The League is political, but non-partisan. It never supports political parties or candidates, but it does study issues, develop consensus positions and then actively work to support those positions. As Carrie Chapman Catt noted in 1919, "Is the (League) political? Certainly, but not partisan. Its members are as free as other women to join and vote with the party of their choice. They make no pledge otherwise in joining the League."
Since the League had inherited its structure from the National American Women Suffrage Association, in 1920 it was a federation of affiliated state Leagues, most of which had been in existence as state headquarters of the NAWSA. State Leagues were the keystone of the League's structure, and had the responsibility for organizing local Leagues. By 1924, the National League was organized in 346 of 433 congressional districts. Twenty-three state Leagues and 15 city Leagues maintained regular business headquarters, nearly all with one or more paid staff. A convention, held annually at first and then later biennially, of the state League representatives selected a program that for many years was national, state and local all in one. Local Leagues were not represented at the conventions and the state League delegates also chose the national officers and directors:
to the latter the Leagues looked for leadership which molded them together into one effective organization. The National Board continued the practice of extensive field work which had been so successful in the suffrage movement. Its members carried the enthusiasm and inspiration for the whole League to the remotest and smallest towns. The League had from the beginning the dual advantages of grassroots and central thinking, planning and leadership. That the League structure ran somewhat parallel to the structure of our federal system was an additional advantage because it provided experience which made our form of government more understandable.
( 25 Years of a Great Idea , 1950)
During its first two decades, the League concentrated on study and getting needed legislation passed. All League program at the national, state and local levels was proposed by national Board program departments and standing committees and then authorized by the national convention. The national Board furnished study materials for all national and some state items. This led to national Board and staff expertise and legislative successes that overshadowed the goal of political education of the public at large. The structure that developed in the departments and committees of the National League tended to build up special interests and specialists in subject matter. But there was a sense that another facet of League purpose - development of the well rounded, effective individual - suffered by comparison.
League President Maud Wood Park called the first League program adopted in 1920 a kettle of eels. And no wonder! It contained some 69 items grouped in broad subject areas: child welfare, education, the home and high prices, women in gainful occupations, public health and morals, and independent citizenship for married women! The League's first major national legislative success was the passage of the Sheppard-Towner Act providing federal aid for maternal and child care programs.

· · · · · · ·

**INSTRUCTIONS:**
a – According to the League history text, by 1924 in how many congressional districts was the National League organized?
b – List the broad subject areas in which the League history text says the first League program of 1920 grouped its items.
c – In the League history text, reproduce the part that opens with the words containing "( 25 Years of" and closes with "suffered by comparison.".

(Rows of box annotation data)
· · · · · · ·

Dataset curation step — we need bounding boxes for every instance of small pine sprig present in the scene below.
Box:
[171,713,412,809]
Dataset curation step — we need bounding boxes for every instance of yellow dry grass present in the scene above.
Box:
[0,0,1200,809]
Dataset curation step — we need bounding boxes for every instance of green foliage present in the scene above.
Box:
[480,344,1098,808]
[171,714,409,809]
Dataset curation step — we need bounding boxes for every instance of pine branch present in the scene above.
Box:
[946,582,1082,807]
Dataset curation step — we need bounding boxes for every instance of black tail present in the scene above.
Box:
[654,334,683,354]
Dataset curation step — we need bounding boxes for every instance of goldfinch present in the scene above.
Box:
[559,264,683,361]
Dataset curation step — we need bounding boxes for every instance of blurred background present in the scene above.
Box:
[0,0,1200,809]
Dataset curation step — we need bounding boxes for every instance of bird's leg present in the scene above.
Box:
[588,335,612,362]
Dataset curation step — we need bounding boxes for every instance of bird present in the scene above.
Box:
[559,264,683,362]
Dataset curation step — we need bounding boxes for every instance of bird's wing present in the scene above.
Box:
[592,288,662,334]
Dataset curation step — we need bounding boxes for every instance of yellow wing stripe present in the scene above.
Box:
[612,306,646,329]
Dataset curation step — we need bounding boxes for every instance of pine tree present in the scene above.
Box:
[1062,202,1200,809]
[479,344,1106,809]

· · · · · · ·

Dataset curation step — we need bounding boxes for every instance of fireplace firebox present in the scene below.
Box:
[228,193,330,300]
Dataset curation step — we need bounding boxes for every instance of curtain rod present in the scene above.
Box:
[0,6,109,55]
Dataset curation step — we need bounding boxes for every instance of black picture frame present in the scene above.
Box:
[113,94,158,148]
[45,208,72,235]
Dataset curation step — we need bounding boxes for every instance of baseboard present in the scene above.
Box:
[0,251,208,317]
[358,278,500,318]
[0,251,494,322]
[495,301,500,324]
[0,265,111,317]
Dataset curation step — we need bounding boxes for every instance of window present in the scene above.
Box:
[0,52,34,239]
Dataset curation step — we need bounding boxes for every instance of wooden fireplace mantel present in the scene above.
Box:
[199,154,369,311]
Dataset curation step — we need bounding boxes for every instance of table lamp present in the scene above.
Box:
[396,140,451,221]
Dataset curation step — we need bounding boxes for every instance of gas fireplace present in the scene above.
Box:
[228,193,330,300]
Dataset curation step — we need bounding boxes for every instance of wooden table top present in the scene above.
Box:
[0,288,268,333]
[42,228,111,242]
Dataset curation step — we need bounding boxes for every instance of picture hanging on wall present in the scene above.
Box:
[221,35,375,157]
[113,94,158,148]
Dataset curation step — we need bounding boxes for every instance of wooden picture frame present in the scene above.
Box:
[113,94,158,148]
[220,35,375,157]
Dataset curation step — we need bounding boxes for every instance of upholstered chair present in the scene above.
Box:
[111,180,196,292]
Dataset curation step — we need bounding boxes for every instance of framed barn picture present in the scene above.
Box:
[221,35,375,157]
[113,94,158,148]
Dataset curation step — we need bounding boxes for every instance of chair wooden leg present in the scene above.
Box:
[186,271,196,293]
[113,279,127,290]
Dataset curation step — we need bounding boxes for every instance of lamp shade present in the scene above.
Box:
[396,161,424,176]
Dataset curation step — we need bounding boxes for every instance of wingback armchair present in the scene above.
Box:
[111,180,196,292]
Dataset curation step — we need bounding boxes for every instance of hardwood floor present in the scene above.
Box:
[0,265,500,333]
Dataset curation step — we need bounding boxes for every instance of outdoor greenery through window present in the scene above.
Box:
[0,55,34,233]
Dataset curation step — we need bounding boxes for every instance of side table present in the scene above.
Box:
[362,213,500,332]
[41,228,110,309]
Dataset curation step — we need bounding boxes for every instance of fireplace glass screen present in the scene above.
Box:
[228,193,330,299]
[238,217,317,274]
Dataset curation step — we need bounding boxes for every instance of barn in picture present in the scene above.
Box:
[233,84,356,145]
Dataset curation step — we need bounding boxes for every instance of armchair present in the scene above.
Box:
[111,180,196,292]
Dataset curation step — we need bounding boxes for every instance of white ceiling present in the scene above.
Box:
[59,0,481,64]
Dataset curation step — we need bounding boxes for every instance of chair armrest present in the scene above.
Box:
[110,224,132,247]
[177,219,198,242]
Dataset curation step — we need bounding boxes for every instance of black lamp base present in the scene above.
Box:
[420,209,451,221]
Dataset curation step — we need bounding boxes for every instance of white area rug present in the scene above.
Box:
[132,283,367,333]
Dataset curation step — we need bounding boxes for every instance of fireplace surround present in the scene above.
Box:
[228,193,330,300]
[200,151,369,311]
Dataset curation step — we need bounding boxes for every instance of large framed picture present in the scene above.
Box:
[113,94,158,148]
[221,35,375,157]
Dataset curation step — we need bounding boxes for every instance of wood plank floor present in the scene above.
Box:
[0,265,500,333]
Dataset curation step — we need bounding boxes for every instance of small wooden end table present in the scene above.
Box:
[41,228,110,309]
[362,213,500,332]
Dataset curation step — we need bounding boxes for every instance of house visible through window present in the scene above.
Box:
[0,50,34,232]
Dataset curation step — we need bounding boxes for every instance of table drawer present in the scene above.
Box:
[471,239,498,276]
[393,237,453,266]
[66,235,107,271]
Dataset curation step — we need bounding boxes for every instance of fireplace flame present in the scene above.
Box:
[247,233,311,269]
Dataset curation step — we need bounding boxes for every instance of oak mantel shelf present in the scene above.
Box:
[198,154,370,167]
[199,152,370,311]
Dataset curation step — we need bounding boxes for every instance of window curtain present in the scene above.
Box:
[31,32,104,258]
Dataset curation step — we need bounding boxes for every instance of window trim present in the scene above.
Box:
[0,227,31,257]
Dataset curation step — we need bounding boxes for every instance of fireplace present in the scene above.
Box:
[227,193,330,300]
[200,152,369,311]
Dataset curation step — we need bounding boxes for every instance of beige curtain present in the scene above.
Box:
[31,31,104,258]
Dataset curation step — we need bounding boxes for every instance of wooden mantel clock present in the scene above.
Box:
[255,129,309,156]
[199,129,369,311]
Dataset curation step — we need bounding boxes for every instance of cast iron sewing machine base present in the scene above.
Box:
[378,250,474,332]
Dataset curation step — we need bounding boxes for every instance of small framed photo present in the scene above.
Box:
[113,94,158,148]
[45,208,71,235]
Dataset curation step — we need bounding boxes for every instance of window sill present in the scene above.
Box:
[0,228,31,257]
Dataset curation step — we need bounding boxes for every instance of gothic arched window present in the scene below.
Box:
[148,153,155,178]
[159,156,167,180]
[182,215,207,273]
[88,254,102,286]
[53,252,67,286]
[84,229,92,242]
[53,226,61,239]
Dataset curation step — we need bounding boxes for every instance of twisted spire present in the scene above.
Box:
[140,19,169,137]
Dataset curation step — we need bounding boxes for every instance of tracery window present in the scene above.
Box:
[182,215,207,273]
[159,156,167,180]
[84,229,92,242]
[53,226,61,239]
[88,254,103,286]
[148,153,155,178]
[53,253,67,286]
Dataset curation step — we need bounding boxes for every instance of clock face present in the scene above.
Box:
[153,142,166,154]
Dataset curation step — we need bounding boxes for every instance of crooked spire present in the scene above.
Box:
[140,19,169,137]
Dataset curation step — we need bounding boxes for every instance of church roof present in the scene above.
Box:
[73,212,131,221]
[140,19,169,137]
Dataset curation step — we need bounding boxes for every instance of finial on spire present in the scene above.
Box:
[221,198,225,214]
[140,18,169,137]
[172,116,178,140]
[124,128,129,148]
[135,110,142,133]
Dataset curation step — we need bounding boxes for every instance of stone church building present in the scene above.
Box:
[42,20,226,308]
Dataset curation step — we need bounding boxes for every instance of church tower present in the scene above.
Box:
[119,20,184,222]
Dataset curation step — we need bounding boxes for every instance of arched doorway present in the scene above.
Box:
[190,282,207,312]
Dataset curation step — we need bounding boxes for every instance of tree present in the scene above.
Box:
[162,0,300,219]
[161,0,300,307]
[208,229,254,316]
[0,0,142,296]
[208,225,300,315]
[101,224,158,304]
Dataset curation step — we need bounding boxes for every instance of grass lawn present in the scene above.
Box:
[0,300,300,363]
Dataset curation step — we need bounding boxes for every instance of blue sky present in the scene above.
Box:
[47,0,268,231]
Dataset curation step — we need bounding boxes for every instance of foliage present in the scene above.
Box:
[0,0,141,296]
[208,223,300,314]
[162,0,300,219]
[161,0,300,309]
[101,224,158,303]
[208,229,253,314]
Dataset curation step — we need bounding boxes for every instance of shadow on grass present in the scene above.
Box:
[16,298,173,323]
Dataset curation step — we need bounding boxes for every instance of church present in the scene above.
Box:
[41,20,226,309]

· · · · · · ·

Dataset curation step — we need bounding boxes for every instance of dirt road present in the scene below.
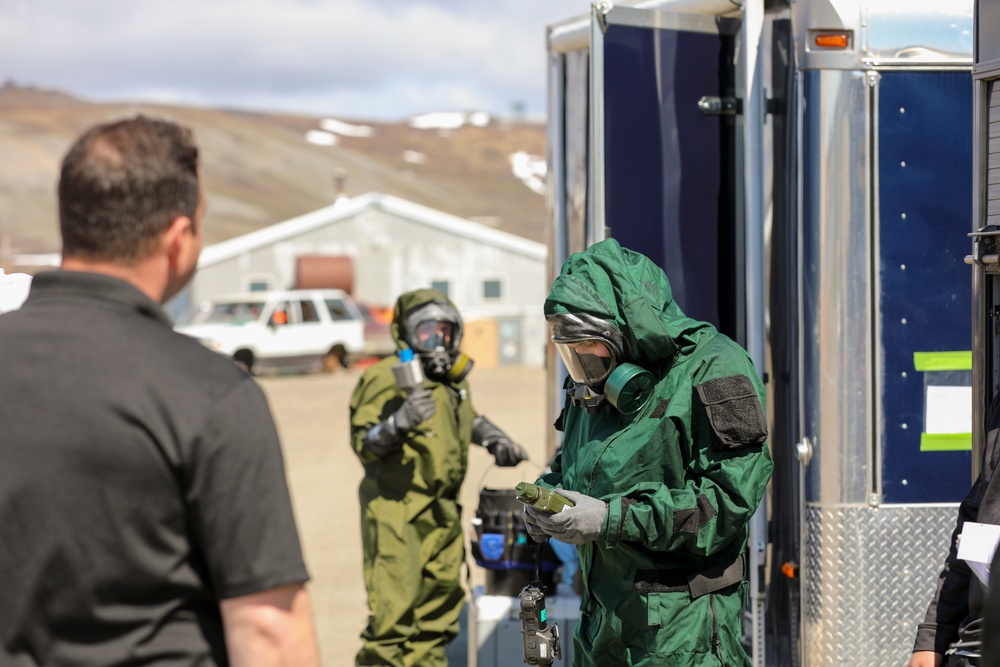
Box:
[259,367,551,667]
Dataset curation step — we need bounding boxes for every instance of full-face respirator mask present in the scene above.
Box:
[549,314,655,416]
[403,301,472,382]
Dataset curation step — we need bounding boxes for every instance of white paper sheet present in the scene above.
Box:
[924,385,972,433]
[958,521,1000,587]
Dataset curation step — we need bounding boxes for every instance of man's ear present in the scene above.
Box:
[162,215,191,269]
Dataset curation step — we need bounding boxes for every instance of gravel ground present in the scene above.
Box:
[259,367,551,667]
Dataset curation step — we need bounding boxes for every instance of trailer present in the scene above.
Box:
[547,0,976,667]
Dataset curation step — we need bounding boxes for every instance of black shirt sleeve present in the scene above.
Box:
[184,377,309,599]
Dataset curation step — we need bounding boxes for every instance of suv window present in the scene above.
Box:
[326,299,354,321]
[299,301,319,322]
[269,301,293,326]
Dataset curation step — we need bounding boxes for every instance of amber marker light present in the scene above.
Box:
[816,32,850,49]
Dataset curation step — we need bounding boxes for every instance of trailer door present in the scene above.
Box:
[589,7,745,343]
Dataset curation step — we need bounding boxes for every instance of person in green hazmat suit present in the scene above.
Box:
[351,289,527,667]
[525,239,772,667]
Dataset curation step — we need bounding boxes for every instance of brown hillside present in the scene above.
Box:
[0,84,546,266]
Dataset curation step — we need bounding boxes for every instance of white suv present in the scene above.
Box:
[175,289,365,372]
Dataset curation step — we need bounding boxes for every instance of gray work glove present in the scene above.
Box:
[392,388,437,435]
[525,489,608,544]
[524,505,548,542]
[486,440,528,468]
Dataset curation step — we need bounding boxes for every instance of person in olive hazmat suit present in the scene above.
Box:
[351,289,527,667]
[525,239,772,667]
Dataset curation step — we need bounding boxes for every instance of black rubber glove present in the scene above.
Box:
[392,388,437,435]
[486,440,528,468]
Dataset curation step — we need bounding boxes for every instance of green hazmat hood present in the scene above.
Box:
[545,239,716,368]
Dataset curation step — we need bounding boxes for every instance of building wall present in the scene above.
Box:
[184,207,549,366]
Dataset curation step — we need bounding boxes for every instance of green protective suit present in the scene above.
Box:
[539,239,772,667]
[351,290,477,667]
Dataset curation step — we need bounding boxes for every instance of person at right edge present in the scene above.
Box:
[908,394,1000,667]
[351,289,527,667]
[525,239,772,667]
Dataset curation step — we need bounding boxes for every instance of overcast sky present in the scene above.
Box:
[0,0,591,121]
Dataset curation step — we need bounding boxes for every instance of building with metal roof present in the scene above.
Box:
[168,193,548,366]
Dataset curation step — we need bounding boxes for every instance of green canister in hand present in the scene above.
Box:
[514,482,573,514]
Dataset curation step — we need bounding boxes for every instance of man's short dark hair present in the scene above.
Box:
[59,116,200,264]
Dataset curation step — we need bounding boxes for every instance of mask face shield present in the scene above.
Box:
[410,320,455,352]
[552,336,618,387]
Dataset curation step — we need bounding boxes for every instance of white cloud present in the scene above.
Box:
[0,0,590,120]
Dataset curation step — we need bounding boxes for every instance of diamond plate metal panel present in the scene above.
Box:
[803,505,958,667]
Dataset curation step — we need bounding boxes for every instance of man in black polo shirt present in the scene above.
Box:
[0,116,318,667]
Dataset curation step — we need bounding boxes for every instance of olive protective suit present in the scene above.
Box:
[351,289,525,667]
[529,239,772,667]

· · · · · · ·

**EXERCISE RESULTS:**
a – 346 of 433 congressional districts.

b –
- child welfare
- education
- the home and high prices
- women in gainful occupations
- public health and morals
- independent citizenship for married women

c –
( 25 Years of a Great Idea , 1950)
During its first two decades, the League concentrated on study and getting needed legislation passed. All League program at the national, state and local levels was proposed by national Board program departments and standing committees and then authorized by the national convention. The national Board furnished study materials for all national and some state items. This led to national Board and staff expertise and legislative successes that overshadowed the goal of political education of the public at large. The structure that developed in the departments and committees of the National League tended to build up special interests and specialists in subject matter. But there was a sense that another facet of League purpose - development of the well rounded, effective individual - suffered by comparison.